Assigned task: Beneath this task are the entries; from the line with "the bonsai branch." through the last one, transcribe every line exactly and nothing else, skipping pictures.

Point-per-instance localization data

- Opening Delimiter -

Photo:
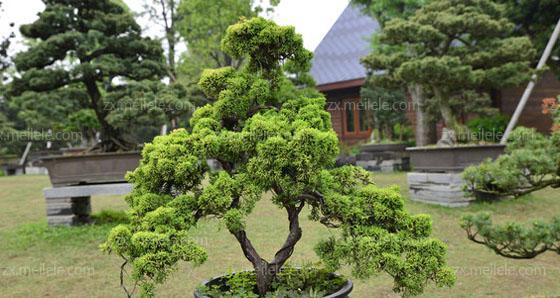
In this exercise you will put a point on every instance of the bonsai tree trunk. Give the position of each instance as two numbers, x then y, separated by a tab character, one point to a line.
422	133
264	270
445	110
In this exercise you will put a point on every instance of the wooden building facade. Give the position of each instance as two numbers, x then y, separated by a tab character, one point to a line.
339	74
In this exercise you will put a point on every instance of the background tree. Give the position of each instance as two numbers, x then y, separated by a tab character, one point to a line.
6	126
202	26
267	142
455	49
383	11
93	45
513	240
531	162
165	13
536	19
388	110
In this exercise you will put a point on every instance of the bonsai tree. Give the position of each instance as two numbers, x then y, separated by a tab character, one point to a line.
531	162
90	47
453	49
268	139
513	240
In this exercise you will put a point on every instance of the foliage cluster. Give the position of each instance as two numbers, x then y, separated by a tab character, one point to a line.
268	137
513	240
457	51
488	129
531	162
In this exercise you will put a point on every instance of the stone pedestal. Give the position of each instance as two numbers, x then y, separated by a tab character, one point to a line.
68	211
444	189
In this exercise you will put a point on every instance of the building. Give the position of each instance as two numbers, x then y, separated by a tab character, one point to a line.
339	74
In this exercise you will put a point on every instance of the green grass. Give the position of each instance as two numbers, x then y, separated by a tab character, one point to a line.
39	261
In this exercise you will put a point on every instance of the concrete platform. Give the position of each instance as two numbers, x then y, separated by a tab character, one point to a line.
444	189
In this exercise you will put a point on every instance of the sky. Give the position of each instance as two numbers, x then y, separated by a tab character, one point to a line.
311	18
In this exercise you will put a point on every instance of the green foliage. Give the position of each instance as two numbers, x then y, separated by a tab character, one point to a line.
378	235
454	49
268	136
91	48
513	240
531	162
535	19
488	129
203	25
388	109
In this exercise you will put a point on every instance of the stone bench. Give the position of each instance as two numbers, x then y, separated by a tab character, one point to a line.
71	205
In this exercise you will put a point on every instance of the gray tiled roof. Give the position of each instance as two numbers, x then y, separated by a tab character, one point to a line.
337	58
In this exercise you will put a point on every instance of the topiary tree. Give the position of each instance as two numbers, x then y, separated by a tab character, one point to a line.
531	162
91	47
268	138
454	49
513	240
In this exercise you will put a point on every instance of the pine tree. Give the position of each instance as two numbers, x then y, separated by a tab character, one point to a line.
91	47
455	50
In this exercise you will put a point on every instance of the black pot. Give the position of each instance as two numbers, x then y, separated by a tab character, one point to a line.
342	293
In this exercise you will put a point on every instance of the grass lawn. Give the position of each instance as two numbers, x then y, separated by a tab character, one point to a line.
54	262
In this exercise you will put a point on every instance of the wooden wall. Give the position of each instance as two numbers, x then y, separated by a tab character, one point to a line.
532	116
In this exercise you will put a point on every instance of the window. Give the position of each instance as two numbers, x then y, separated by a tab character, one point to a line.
355	120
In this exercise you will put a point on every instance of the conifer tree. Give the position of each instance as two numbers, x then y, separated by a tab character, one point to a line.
91	48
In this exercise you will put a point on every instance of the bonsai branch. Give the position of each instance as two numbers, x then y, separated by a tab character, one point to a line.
264	270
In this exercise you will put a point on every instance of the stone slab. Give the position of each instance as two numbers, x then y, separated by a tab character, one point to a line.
88	190
444	189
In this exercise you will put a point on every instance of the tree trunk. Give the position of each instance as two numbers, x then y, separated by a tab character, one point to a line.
265	271
111	137
446	113
422	131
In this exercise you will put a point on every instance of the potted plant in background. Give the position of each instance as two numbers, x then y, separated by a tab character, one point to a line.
456	63
391	133
94	57
273	142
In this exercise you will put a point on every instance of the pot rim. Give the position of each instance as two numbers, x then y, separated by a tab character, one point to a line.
100	154
342	292
485	146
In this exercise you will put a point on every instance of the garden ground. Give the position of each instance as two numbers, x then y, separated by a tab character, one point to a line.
53	262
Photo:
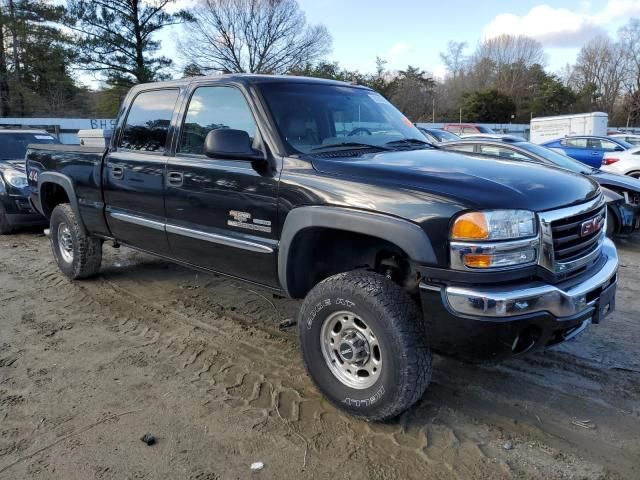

- Closing Delimiter -

Result of the task:
In this exercise you will put a point on every instance of the bonsai branch. Give the position of each instance as two numbers, x then y, separated by a tab character, one point to a line.
264	270
In this exercise you will put a point on every instance of the stone slab. Give the position of each instance as two numbers, x then y, separated by a tab character, one point to a line.
88	190
444	189
In this exercise you will put a point on every instance of the tree trunk. Give the position of each instance as two numbers, x then y, separated by a tab character, one point to a line.
265	271
111	137
446	113
422	131
In this exercise you will put a point on every instance of the potted plant in background. Give the position of each instance as two numbers, x then y, separated by a tab character, one point to a line.
456	63
391	133
94	57
273	142
In this exercise you will put a point on every instance of the pot rim. Give the position of each instance as two numbers, x then y, separated by a tab character, one point to a line.
100	154
342	292
485	146
In this exercise you will put a point on every instance of the garden ground. Give the position of each instance as two numbers, x then y, separated by a tab character, one point to a line.
53	262
Photo:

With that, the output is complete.